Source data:
────
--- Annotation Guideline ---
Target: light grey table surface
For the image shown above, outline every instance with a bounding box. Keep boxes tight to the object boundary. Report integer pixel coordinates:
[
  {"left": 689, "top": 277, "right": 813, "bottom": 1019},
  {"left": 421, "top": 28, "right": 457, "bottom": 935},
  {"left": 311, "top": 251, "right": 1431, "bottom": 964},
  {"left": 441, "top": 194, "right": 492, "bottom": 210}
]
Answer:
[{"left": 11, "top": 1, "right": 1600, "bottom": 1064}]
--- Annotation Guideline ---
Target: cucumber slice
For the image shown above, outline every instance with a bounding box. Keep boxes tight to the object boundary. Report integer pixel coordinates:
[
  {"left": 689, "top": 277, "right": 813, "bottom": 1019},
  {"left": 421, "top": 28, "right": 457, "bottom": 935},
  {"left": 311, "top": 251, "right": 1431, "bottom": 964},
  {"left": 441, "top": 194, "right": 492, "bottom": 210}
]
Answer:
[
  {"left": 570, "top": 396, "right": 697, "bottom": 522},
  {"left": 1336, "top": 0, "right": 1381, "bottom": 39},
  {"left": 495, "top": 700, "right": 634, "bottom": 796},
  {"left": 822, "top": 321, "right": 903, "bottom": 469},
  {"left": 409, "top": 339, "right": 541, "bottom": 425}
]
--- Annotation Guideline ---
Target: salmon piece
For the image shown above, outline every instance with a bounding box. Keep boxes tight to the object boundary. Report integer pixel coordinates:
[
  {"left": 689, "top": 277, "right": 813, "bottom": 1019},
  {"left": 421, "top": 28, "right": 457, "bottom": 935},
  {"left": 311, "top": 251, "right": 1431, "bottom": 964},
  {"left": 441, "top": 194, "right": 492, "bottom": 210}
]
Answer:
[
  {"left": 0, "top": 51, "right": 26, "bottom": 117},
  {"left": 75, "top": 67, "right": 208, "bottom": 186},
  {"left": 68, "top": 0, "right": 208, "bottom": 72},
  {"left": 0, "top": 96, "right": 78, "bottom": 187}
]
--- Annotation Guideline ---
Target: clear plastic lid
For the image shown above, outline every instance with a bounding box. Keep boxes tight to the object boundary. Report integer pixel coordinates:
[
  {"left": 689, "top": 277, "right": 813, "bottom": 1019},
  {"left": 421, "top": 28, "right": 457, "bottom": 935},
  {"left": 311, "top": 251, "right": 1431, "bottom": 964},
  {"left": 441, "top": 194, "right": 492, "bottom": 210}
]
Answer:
────
WHAT YOU HAVE TO DO >> Give the lines again, exactly as they stand, from the beginning of the data through the line with "Target: salmon piece".

OUTPUT BELOW >>
--- Annotation Guideline ---
Target: light grey table surface
For the image shown above, outline every instance with a bounding box. Keep boxes tight to the object boundary. Report integer pixel coordinates:
[
  {"left": 689, "top": 277, "right": 813, "bottom": 1019},
  {"left": 421, "top": 28, "right": 457, "bottom": 935},
  {"left": 311, "top": 251, "right": 1431, "bottom": 964},
  {"left": 441, "top": 194, "right": 492, "bottom": 210}
]
Answer:
[{"left": 11, "top": 1, "right": 1600, "bottom": 1064}]
--- Annotation Guideline ---
Target: cucumber slice
For the image shown above, outline every instance with a bounding box. Keep boxes tight to the object boundary. Report integer pixel coordinates:
[
  {"left": 689, "top": 277, "right": 813, "bottom": 1019},
  {"left": 421, "top": 28, "right": 457, "bottom": 935},
  {"left": 311, "top": 251, "right": 1431, "bottom": 964},
  {"left": 441, "top": 194, "right": 492, "bottom": 210}
]
Answer:
[
  {"left": 570, "top": 396, "right": 697, "bottom": 522},
  {"left": 1336, "top": 0, "right": 1381, "bottom": 39},
  {"left": 495, "top": 700, "right": 634, "bottom": 796},
  {"left": 822, "top": 321, "right": 903, "bottom": 469},
  {"left": 409, "top": 339, "right": 541, "bottom": 425}
]
--- Annotation Guideline ---
Target: salmon piece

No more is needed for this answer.